Exercise » Would you transcribe all of the entries that follow, word for word?
Data shown below:
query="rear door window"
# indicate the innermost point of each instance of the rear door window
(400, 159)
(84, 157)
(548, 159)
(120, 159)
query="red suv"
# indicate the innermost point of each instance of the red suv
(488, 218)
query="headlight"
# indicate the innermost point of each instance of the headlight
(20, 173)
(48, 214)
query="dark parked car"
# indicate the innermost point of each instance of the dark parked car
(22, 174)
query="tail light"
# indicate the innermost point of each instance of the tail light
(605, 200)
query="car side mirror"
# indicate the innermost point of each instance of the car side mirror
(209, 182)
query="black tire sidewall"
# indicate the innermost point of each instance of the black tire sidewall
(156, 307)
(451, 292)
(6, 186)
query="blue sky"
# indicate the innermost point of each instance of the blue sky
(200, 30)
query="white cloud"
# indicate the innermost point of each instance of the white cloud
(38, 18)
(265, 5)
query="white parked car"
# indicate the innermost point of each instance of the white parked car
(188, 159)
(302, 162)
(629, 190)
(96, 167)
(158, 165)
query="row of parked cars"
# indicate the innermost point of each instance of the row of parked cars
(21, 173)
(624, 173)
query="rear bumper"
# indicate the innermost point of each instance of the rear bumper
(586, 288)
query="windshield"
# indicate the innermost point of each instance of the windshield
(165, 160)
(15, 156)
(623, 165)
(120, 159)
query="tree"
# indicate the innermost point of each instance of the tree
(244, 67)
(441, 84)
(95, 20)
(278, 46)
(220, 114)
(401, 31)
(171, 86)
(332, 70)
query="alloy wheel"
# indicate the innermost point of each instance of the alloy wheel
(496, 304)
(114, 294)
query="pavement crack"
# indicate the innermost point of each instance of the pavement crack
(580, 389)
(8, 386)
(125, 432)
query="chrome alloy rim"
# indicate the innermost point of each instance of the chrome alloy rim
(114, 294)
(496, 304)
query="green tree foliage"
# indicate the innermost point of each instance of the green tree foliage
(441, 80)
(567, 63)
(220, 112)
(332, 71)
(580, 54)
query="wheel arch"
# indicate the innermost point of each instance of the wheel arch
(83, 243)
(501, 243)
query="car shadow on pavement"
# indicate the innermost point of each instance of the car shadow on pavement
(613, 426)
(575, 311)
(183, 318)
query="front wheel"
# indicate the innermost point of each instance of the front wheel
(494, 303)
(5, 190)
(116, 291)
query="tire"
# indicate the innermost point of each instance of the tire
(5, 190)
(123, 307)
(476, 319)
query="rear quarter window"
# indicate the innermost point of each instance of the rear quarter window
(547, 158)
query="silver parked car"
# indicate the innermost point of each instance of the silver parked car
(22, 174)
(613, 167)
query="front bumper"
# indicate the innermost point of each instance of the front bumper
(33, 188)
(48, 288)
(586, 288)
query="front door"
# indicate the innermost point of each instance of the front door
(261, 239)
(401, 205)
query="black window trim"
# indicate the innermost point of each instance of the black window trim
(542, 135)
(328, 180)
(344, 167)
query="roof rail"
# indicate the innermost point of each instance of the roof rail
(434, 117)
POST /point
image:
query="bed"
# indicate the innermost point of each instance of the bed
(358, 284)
End of Data shown.
Solution for this exercise »
query="rear door window"
# indicate the innermost point of each instance of the rear door window
(400, 159)
(84, 157)
(548, 159)
(120, 159)
query="red suv"
# indicate the innermost point of each instance of the red suv
(488, 218)
query="headlight"
# indicate the innermost point of each instance of the headlight
(20, 173)
(48, 214)
query="dark parked car"
# indicate the innermost point of each instance of the dark parked car
(22, 174)
query="tail light"
# indicate the innermost point of each instance of the tail light
(605, 200)
query="car side mirror"
# indicate the innermost point of each instance of the car side mirror
(209, 182)
query="black tire sidewall"
# indicate the innermost point of each instance of the black tire sidewall
(156, 307)
(451, 292)
(6, 186)
query="blue sky"
# indicate the innermost point of each instance of the blue sky
(200, 30)
query="white cloud"
# indicate the innermost point of each instance of the white cloud
(38, 18)
(265, 5)
query="white parked car"
# indicate the innermost point of each instance of the white parked car
(188, 159)
(302, 162)
(629, 190)
(96, 167)
(158, 165)
query="row of parked cars"
# indicate the innermost point of each instance of the row of parked cars
(21, 173)
(624, 173)
query="rear bumper"
# indicate the innermost point of each instance of the rear bumper
(586, 288)
query="windshield"
# indicate the innermost point of each instance of the windshield
(165, 160)
(15, 156)
(623, 165)
(120, 159)
query="tree"
# indicate the innermost point of each instance of the tree
(244, 67)
(441, 84)
(95, 20)
(278, 46)
(220, 114)
(401, 31)
(171, 86)
(332, 70)
query="alloy wheel"
# indicate the innermost point of each instance of the alloy wheel
(496, 304)
(114, 294)
query="pavement crack"
# indicate the innermost point of each instance of the pavement crack
(580, 389)
(8, 386)
(125, 432)
query="chrome alloy rim"
# indicate the innermost point of each instance of the chrome alloy rim
(114, 294)
(496, 304)
query="green tree foliage"
# indicate the innermost point of each instance of the green tree foliage
(441, 80)
(567, 63)
(220, 112)
(332, 71)
(580, 54)
query="wheel arch"
# indicate the innermost point of each instance of the wheel arch
(83, 243)
(501, 243)
query="car shadow on pavement"
# indicate the innermost point of each instance of the car shadow on pavement
(613, 426)
(575, 311)
(183, 318)
query="front wheel"
# indicate the innermost point of each instance of the front wheel
(494, 303)
(5, 190)
(116, 291)
query="tire"
# indicate the innermost point of each instance of the tire
(5, 190)
(123, 307)
(476, 319)
query="rear quarter window"
# indicate the innermost point of each instance of the rear quarter window
(547, 158)
query="silver parked car"
# indicate the innermost point of each instance of the silver parked car
(22, 174)
(613, 167)
query="front bumper"
# indicate the innermost point of each instance of the front bumper
(33, 188)
(48, 288)
(586, 288)
query="front door"
# indicate the innermost point of each instance of the front door
(261, 239)
(401, 205)
query="black window trim"
# indicate the innermost point of each instance of the black window trim
(542, 135)
(328, 180)
(344, 167)
query="roof rail"
# indicate the innermost point of each instance of the roof rail
(434, 117)
POST /point
image:
query="bed"
# indicate the innermost point of each instance of the bed
(358, 284)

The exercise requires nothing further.